(Aim of the task) On every line of the listing, check for "rough"; copy the lines that have it.

[[ Data open ]]

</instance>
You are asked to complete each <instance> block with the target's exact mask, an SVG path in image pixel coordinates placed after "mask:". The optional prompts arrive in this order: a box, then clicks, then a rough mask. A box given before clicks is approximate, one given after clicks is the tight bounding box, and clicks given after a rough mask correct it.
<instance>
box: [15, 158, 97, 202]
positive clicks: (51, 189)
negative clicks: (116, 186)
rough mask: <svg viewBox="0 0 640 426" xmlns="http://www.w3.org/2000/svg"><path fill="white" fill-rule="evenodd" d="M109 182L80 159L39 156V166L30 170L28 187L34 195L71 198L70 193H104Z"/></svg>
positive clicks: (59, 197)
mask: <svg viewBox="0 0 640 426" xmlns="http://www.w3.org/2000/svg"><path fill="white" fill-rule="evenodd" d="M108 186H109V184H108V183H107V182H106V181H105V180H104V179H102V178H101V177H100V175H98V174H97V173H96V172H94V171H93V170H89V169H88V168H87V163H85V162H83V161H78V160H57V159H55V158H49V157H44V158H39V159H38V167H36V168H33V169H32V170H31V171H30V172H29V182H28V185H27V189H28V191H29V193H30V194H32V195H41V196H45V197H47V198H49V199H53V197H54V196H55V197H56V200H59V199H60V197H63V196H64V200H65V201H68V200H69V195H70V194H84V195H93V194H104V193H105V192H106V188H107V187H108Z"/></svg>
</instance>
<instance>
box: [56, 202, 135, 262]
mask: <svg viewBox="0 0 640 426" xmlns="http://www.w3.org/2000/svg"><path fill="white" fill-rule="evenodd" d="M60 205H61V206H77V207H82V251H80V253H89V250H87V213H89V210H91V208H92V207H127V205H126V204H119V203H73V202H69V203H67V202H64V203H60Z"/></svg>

[[ Data closed ]]

(Written response)
You are asked to complete each <instance> block with the target's exact mask, an SVG path in image pixel coordinates placed after "mask:". The optional prompts arrive in this order: a box, then clicks, then a rough mask. A box given before clicks is approximate, one given after clicks is the tight bounding box, and clicks given after a rough mask correct it.
rough mask: <svg viewBox="0 0 640 426" xmlns="http://www.w3.org/2000/svg"><path fill="white" fill-rule="evenodd" d="M109 182L80 159L39 156V166L30 170L28 187L34 195L71 198L70 193H104Z"/></svg>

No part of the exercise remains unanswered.